• **Tekst**:
::::

Foto 2: Basisschool van Paranzo bijna af

Paranzo ligt in de heuvels zo’n 9 km ten noorden van Djibasso. De weg ernaartoe is een uitdaging voor elke motorcrosser. Vaak is het nog minder dan een karrespoor. Los zand wordt afgewisseld door grote stenen en rotsformaties waarlangs de weg, nu en dan lichtjes dan weer steil, naar boven gaat. Paul Kienou rijdt op kop, ik daarachter en René Simboro sluit de rij. Ongehavend die stenen en rotsen passeren vraagt heel wat stuurmanskunst. Dit is werkelijk te veel gevraagd van een beginneling! Hierop heeft Paul de rem van zijn moto kapot gereden (hij rijdt momenteel zonder!). Ik voel mij een beetje als een trial-acrobaat die met zijn cross-motor van het ene object op het andere springt. Ik laat mij echter niet kennen en manoevreer mij in ware Joël Smets-stijl naar boven. Het mag echter niet baten. Wederom maakt mijn carrosserie kennis met de hardheid van het bestaan. Mijn linkervoetsteun raakt verbogen en ik verlies onderweg het omhulsel ervan. René heeft het echter in de gaten en presenteert me het omhulsel achteraf in Paranzo.

Foto 3: René en Paul voor de school van Paranzo

Bij het binnenrijden van Paranzo zien we de school op onze rechterkant. Ze is bijna af. Enkel de buitenmuren moeten nog bepleisterd worden en binnen moet er nog geschilderd worden. Hopelijk zal de school volledig klaar zijn op 1 oktober voor het begin van het nieuwe schooljaar. De werkmannen hebben nog een week de tijd. De werken hebben vertraging opgelopen door de hevige regenval van de afgelopen maanden. Dit is niet moeilijk te geloven als je bedenkt dat alle bouwmaterialen per ezel en kar tot op de bouwwerf moeten gebracht worden. Op een dergelijke weg zou ik als ezel ook dienst weigeren. Ik maak een aantal foto’s van de school (1+2+3). Het schoolgebouw is een klassiek model dat Afrant ook al in andere dorpen heeft neergepoot: drie klaslokalen en een bureau alias bergruimte. Paranzo heeft zo’n 60-tal leerlingen en slechts 1 leraar. Leraars worden door het ministerie van onderwijs aan een school toegewezen. Het kan dus zijn dat je als leraar ergens in een dorp benoemd wordt en de dorpsgemeenschap moet dan maar in huisvesting voorzien. Het volgende wat op het verlanglijstje van Paranzo staat, is dan ook een woning voor de leraar. Voor de school zie ik een bouwvallige constructie van een aantal palen met een strooien dakje. Paul en René maken me duidelijk dat deze constructie tot voor kort dienst deed als schoolgebouw.

::::

• **Gegeven gegevens**:
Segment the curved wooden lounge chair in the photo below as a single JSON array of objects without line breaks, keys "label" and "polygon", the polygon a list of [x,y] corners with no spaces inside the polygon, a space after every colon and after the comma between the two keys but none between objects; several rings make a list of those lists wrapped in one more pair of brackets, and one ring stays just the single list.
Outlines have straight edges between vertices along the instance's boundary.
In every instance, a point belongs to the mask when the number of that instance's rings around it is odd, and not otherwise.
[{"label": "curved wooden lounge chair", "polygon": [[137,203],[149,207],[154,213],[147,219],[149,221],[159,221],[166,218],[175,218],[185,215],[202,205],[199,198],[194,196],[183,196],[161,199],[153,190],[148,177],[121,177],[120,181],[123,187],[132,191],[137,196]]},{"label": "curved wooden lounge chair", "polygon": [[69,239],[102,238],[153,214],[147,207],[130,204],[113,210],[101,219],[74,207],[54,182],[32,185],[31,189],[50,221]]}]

::::

• **Opdracht A**: Waar ligt Paranzo volgens de tekst over Paranzo ten opzichte van Djibasso?
• **Opdracht B**:
Ga na of elke bewering overeenkomt met de tekst over Paranzo:
(i) Het schoolgebouw heeft vier klaslokalen.
(ii) De werken liepen vertraging op door regenval.
(iii) Paul Kienou reed achteraan.
• **Opdracht C**: Welke soorten ondergrond wisselen elkaar volgens de tekst over Paranzo af op de weg naar het dorp? Noem ze allemaal.
Baseer je uitsluitend op de tekst.

• **Antwoord A**: In de heuvels, zo'n 9 km ten noorden van Djibasso.

• **Antwoord B**:
(i) Nee: "drie klaslokalen en een bureau alias bergruimte".
(ii) Ja: "De werken hebben vertraging opgelopen door de hevige regenval van de afgelopen maanden."
(iii) Nee: "Paul Kienou rijdt op kop".

• **Antwoord C**: Los zand, grote stenen en rotsformaties.